# REQUIRED WORK
Do the following statements agree with the inequality thread below? Answer yes or no for each, and quote the deciding words of the thread. (a) The asker suspects the inequality might be obvious. (b) One comment says that here it is best to use induction instead of recognizing a geometric series. (c) The asker wants only a proof by induction.

# PAGE EXTRACT

# Prove inequality: $\frac{1}{\sqrt{2}}+\frac{1}{(\sqrt{2})^2}+\cdot\cdot\cdot+\frac{1}{(\sqrt{2})^n}\leq\frac{1}{\sqrt{2}-1}, \forall n\in\mathbb{N}$

How would i prove the following inequality:

$$\frac{1}{\sqrt{2}}+\frac{1}{(\sqrt{2})^2}+\cdot\cdot\cdot+\frac{1}{(\sqrt{2})^n}\leq\frac{1}{\sqrt{2}-1}, \forall n\in\mathbb{N}$$.

Maybe the inequality is obvious but I'm missing it. Anyway, here's my attempt for proof by induction:

$$\textbf{Base case}: n=1\\ \frac{1}{\sqrt{2}} \leq \frac{1}{\sqrt{2}-1}\\ \textbf{Induction step}: n\rightarrow n+1\\ \frac{1}{\sqrt{2}}+\frac{1}{(\sqrt{2})^2}+\cdot\cdot\cdot+\frac{1}{(\sqrt{2})^n}+\frac{1}{(\sqrt{2})^{n+1}}\leq \frac{1}{\sqrt{2}-1}$$

And now I'm lost, I don't know what to do when there are no variables on the right side of the inequality. Feel free to post some other proof that you can come up with!

• Do you know how to sum a geometric series? Apr 19, 2020 at 14:56
• @user619894 thank you so much, i've just looked it up! Apr 19, 2020 at 15:03
• What you're facing is the need to strengthen the induction hypothesis. Although in this case it is best to recognize it as a geometric series, you should learn to try this technique. For example, if you try to prove $1/3+1/3^2+1/3^3+\cdots+1/3^n<1/2$ by induction, using the desired claim as the hypothesis would lead nowhere, but you can get it to work with the stronger hypothesis $1/3+1/3^2+1/3^3+\cdots+1/3^n≤1/2·(1-1/3^n)$. Try it! Finding such strengthenings is an art, but can be extremely useful when you cannot find closed-forms. Apr 26, 2020 at 9:18

From high-school, you have $$x+x^2+\dots+x^n=x(1+x+\dots+x^{n-1})=x\,\frac{1-x^n}{1-x}.$$

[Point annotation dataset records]

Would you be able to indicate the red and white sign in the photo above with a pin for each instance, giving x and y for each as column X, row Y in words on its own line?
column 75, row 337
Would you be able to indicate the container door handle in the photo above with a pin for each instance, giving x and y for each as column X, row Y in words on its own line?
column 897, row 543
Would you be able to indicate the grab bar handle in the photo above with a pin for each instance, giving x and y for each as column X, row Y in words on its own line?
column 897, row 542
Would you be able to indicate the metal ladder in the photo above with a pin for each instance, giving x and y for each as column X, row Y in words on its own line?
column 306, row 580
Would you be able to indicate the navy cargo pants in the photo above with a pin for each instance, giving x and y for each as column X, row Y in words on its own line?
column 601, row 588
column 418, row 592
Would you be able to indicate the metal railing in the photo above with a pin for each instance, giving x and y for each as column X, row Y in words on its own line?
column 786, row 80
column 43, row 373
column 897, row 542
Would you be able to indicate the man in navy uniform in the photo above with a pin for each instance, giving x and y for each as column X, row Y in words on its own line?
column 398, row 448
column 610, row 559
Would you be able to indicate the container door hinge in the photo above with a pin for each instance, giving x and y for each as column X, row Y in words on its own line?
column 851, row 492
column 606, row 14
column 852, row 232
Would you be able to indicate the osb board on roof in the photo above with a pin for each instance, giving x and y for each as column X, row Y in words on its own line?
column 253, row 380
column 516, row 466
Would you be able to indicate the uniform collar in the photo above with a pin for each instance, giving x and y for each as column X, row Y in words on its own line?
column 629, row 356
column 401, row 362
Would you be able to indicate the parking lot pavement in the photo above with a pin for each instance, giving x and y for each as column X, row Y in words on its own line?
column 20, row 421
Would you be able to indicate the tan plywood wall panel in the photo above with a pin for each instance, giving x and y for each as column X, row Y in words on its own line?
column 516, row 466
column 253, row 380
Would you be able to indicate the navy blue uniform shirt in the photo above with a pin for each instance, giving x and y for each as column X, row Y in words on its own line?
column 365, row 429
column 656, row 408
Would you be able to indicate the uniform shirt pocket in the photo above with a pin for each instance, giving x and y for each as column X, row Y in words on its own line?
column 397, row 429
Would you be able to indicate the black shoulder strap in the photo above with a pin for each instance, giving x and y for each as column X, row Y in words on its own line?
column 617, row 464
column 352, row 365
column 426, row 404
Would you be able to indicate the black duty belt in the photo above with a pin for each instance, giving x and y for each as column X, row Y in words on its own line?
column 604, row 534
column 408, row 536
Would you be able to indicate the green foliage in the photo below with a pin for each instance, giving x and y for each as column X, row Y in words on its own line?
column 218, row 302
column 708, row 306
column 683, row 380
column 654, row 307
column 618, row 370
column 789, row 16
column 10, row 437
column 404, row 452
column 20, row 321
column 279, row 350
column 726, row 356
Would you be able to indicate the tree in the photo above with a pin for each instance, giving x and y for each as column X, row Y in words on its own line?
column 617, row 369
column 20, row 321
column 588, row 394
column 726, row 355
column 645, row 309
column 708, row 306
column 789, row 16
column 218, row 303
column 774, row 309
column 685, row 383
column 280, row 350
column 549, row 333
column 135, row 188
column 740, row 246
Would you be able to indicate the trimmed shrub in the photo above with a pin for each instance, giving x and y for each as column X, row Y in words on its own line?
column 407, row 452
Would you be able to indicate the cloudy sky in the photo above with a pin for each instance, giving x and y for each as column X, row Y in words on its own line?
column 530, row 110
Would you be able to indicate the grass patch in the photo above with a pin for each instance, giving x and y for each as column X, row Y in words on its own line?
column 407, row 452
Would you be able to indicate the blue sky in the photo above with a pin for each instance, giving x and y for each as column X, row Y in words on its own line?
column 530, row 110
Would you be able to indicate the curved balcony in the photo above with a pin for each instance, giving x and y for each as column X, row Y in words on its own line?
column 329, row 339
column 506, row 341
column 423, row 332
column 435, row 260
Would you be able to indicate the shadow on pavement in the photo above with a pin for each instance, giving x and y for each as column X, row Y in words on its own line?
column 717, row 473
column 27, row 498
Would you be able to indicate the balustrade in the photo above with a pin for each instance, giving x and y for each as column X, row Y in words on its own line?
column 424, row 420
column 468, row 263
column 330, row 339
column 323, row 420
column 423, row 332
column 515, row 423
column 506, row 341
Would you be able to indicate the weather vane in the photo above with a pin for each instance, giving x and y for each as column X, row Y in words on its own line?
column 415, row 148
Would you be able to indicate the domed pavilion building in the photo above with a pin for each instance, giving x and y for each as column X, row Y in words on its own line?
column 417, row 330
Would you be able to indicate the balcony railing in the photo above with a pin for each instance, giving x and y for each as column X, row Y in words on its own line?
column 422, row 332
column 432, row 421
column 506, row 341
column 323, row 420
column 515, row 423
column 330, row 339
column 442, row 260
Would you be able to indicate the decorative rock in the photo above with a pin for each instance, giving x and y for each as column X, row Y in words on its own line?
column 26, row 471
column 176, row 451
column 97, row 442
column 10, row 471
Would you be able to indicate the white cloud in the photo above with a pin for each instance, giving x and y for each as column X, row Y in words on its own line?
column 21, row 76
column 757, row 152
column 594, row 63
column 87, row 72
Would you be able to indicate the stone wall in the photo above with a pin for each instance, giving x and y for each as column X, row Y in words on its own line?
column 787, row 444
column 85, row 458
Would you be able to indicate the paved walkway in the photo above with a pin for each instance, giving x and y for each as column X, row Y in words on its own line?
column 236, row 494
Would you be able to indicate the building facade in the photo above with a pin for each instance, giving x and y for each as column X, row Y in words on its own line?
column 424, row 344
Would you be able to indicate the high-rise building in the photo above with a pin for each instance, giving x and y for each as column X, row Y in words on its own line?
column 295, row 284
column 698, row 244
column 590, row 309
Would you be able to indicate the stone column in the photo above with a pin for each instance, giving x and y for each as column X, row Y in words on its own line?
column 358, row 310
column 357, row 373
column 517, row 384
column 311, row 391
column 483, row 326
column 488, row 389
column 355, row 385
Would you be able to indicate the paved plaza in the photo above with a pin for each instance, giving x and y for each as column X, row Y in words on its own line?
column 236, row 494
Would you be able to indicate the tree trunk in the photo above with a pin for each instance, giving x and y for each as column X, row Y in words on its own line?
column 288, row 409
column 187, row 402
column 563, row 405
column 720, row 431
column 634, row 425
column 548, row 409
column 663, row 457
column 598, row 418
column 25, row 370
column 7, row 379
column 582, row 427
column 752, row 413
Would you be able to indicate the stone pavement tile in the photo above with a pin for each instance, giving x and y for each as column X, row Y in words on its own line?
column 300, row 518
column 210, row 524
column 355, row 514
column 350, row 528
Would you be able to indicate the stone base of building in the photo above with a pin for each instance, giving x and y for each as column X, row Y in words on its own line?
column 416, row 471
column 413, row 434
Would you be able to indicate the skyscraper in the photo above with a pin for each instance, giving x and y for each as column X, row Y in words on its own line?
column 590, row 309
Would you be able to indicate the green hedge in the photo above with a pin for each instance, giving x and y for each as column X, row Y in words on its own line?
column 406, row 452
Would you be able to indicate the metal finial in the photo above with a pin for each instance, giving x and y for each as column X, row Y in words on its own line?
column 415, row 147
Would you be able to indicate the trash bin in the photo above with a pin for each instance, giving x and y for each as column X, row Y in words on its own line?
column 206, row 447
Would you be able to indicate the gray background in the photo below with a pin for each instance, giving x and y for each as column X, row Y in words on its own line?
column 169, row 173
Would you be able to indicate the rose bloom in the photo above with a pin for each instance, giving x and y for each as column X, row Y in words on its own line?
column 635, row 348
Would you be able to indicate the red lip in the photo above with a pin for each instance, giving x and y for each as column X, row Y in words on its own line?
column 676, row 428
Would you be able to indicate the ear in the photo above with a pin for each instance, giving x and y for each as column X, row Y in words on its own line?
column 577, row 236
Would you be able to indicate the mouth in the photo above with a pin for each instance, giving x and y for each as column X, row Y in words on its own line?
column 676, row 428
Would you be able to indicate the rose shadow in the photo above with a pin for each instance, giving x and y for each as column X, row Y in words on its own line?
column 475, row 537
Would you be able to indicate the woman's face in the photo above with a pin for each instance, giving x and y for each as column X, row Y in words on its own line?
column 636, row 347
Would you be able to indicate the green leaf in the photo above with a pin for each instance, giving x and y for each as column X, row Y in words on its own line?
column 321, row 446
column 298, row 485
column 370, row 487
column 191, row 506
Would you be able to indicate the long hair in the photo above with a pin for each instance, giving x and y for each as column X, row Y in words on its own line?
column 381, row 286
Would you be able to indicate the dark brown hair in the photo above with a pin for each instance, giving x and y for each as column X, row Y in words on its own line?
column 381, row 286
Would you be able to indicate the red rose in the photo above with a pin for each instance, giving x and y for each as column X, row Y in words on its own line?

# REPLY TO THE TASK
(a) Yes: "Maybe the inequality is obvious but I'm missing it."
(b) No: "Although in this case it is best to recognize it as a geometric series, you should learn to try this technique."
(c) No: "Feel free to post some other proof that you can come up with!"